╭──

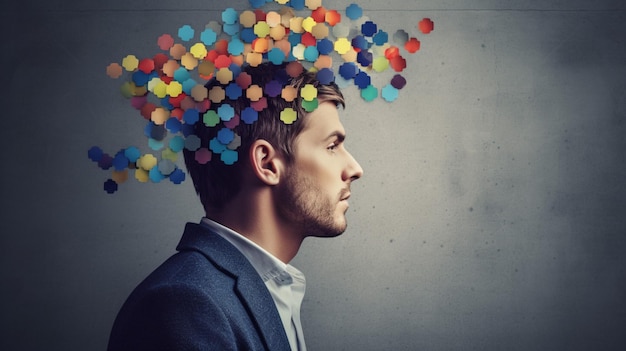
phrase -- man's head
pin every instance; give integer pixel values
(217, 183)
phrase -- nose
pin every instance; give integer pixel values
(353, 170)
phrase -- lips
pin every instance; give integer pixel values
(344, 195)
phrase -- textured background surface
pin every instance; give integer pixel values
(492, 214)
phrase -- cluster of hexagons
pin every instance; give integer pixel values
(168, 88)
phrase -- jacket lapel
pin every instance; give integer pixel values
(250, 287)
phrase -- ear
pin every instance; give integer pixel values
(265, 162)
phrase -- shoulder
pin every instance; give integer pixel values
(186, 303)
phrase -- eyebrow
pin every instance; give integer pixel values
(336, 134)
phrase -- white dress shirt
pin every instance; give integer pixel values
(285, 283)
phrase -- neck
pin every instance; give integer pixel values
(255, 217)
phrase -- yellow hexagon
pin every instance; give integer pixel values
(342, 46)
(174, 89)
(198, 50)
(130, 62)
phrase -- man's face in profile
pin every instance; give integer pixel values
(317, 185)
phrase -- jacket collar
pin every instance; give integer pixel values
(249, 285)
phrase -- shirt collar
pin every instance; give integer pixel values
(266, 264)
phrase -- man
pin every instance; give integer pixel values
(230, 286)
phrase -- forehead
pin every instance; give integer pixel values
(322, 122)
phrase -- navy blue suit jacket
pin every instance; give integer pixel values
(205, 297)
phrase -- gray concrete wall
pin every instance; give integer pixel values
(491, 217)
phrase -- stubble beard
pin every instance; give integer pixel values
(306, 205)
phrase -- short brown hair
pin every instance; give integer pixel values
(215, 182)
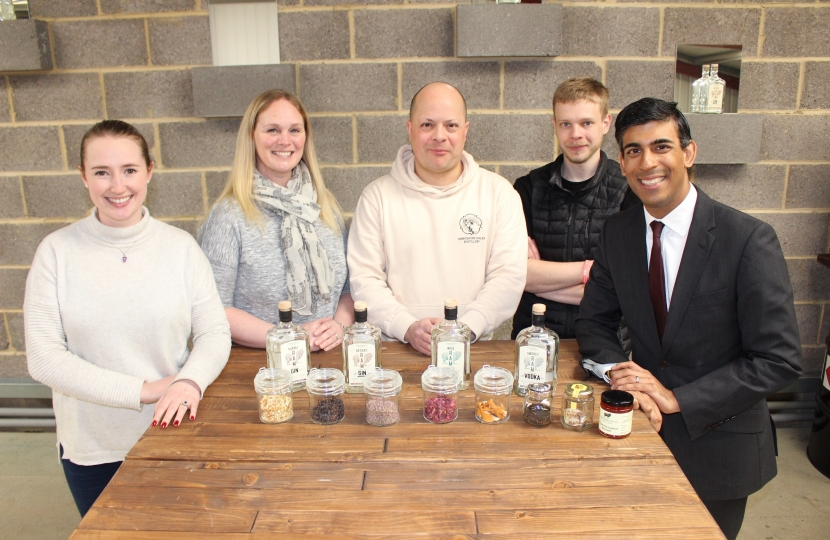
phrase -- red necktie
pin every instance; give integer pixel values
(656, 282)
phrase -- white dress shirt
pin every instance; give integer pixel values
(675, 232)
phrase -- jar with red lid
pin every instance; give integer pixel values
(617, 410)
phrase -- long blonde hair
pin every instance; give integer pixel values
(241, 178)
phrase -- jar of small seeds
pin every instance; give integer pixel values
(441, 386)
(273, 391)
(325, 389)
(382, 388)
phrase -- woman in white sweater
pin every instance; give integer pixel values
(111, 302)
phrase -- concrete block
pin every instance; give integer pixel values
(180, 41)
(405, 33)
(333, 138)
(72, 135)
(13, 287)
(509, 30)
(816, 83)
(349, 87)
(510, 137)
(477, 81)
(529, 84)
(56, 97)
(801, 235)
(742, 186)
(20, 240)
(99, 44)
(31, 148)
(56, 196)
(228, 90)
(727, 138)
(629, 81)
(598, 31)
(711, 26)
(175, 194)
(380, 137)
(808, 186)
(24, 46)
(810, 280)
(62, 8)
(768, 85)
(800, 31)
(329, 28)
(150, 94)
(198, 144)
(796, 138)
(347, 183)
(145, 6)
(11, 199)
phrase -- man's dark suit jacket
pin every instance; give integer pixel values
(731, 338)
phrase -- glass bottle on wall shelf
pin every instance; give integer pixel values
(697, 88)
(361, 349)
(288, 347)
(712, 94)
(451, 343)
(537, 353)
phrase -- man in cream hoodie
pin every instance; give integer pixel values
(437, 226)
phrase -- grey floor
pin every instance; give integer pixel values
(35, 502)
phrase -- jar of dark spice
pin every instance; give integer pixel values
(441, 386)
(538, 404)
(382, 388)
(325, 390)
(616, 414)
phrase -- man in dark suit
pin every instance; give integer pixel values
(709, 305)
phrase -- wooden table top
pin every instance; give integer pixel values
(228, 475)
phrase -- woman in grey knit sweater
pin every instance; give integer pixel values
(276, 233)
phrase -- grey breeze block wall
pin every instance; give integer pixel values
(357, 65)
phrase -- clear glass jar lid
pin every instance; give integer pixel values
(273, 381)
(494, 380)
(440, 380)
(325, 381)
(383, 383)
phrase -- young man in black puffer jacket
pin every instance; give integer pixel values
(565, 205)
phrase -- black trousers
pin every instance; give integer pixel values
(728, 514)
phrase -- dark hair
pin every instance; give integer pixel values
(648, 110)
(116, 128)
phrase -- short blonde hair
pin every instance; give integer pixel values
(241, 178)
(582, 89)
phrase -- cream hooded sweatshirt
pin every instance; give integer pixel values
(411, 245)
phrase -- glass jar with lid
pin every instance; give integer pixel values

╰──

▸ Task requirements
Rewrite the listing above so that every "pin every instance" becomes "mark each occurrence" and nothing else changes. Leave out the pictures.

▸ Task answer
phrase -- man's head
mark each occurrence; give integer pixel values
(217, 183)
phrase -- nose
mark each occurrence; give integer pixel values
(353, 170)
phrase -- lips
mark each occurrence; give integer pixel values
(344, 195)
phrase -- textured background surface
mark each occurrence; give integer pixel values
(492, 214)
phrase -- cluster of hexagons
mark each occurrence; give integer pixel values
(168, 88)
phrase -- jacket lapel
mark each occurrence; give integer pixel values
(250, 287)
phrase -- ear
mark each occurrence; give integer pixel values
(265, 162)
phrase -- shoulder
mark each occurrence; give integer pixel values
(186, 303)
phrase -- eyebrow
mark each occurrence; give integer pixel values
(336, 134)
phrase -- white dress shirt
mark each occurrence; give integer pixel values
(285, 283)
phrase -- neck
mark each occurrence; give integer pixel values
(255, 217)
phrase -- yellow hexagon
mark each occurrence; give integer pixel values
(342, 46)
(174, 89)
(198, 50)
(130, 62)
phrase -- man's face in profile
mark each occurrence; give integer pixel values
(317, 185)
phrase -- jacket collar
mark each occurrence; give integer pixel values
(249, 285)
phrase -- shirt collar
mark each occurrence; give integer pixel values
(266, 264)
phrase -- man
mark each occurrence; give integer pixel values
(230, 286)
phrase -- forehead
mark each occurrence; give integer pixel values
(322, 122)
phrase -- navy blue suit jacket
mark each occurrence; give integer pixel values
(205, 297)
phrase -- gray concrete wall
mark each occurrence; give integer pixel values
(491, 217)
phrase -- stubble beard
mark each occurrence; give integer pixel values
(306, 205)
phrase -- short brown hair
mark each occurrence; give integer pixel values
(215, 182)
phrase -- red necktie
mark each occurrence; give integer pixel values
(656, 282)
phrase -- white dress shirt
mark each occurrence; give integer pixel values
(675, 232)
phrase -- jar with red lid
mark each occurrence; give integer pixel values
(617, 410)
phrase -- long blonde hair
mark each occurrence; give integer pixel values
(241, 178)
phrase -- jar of small seeds
mark each occurrence; give integer pixel values
(441, 386)
(273, 391)
(325, 389)
(382, 388)
phrase -- woman in white sweater
mark each occurrence; give integer pixel values
(111, 302)
phrase -- concrete block
mark each occurrence; give integer pixel values
(180, 41)
(405, 33)
(333, 138)
(72, 135)
(13, 287)
(509, 30)
(816, 83)
(349, 87)
(510, 137)
(477, 81)
(529, 84)
(56, 97)
(801, 235)
(742, 186)
(20, 240)
(99, 44)
(31, 148)
(56, 196)
(228, 90)
(727, 138)
(629, 81)
(598, 31)
(711, 26)
(175, 194)
(380, 137)
(808, 186)
(24, 46)
(810, 280)
(62, 8)
(768, 85)
(800, 31)
(329, 28)
(150, 94)
(198, 144)
(796, 138)
(347, 183)
(145, 6)
(11, 199)
phrase -- man's dark suit jacket
mark each occurrence; give integer pixel values
(731, 338)
phrase -- glass bottle on wall shelf
mark each occurrence; give integer pixel values
(697, 88)
(361, 349)
(288, 347)
(712, 94)
(451, 343)
(537, 353)
phrase -- man in cream hoodie
mark each occurrence; give integer pixel values
(437, 226)
phrase -- grey floor
mark each occurrence; give integer pixel values
(35, 502)
phrase -- jar of dark spice
mark each occurrence; give integer pixel values
(441, 386)
(538, 404)
(382, 388)
(325, 390)
(616, 414)
phrase -- man in dark suit
mark each occurrence; give integer pixel values
(709, 305)
phrase -- wooden table top
mark each occurrence; give integer pixel values
(228, 475)
phrase -- woman in grey knit sweater
mark each occurrence; give integer pixel values
(276, 233)
phrase -- grey breeze block wall
mark each occurrence; give integer pixel values
(357, 65)
phrase -- clear glass jar lid
mark each occurrence; give integer pixel values
(273, 381)
(494, 380)
(440, 380)
(325, 381)
(383, 383)
phrase -- young man in black puffer jacket
mark each occurrence; give integer pixel values
(565, 205)
phrase -- black trousers
mark each occurrence; give integer pixel values
(728, 514)
phrase -- dark hair
mark each occurrence; give integer pixel values
(648, 110)
(116, 128)
phrase -- short blonde hair
mark each occurrence; give integer pixel values
(241, 178)
(582, 89)
phrase -- cream hooded sweatshirt
mark each occurrence; give integer pixel values
(411, 245)
phrase -- glass jar with lid
mark each occurrence; give integer pixel values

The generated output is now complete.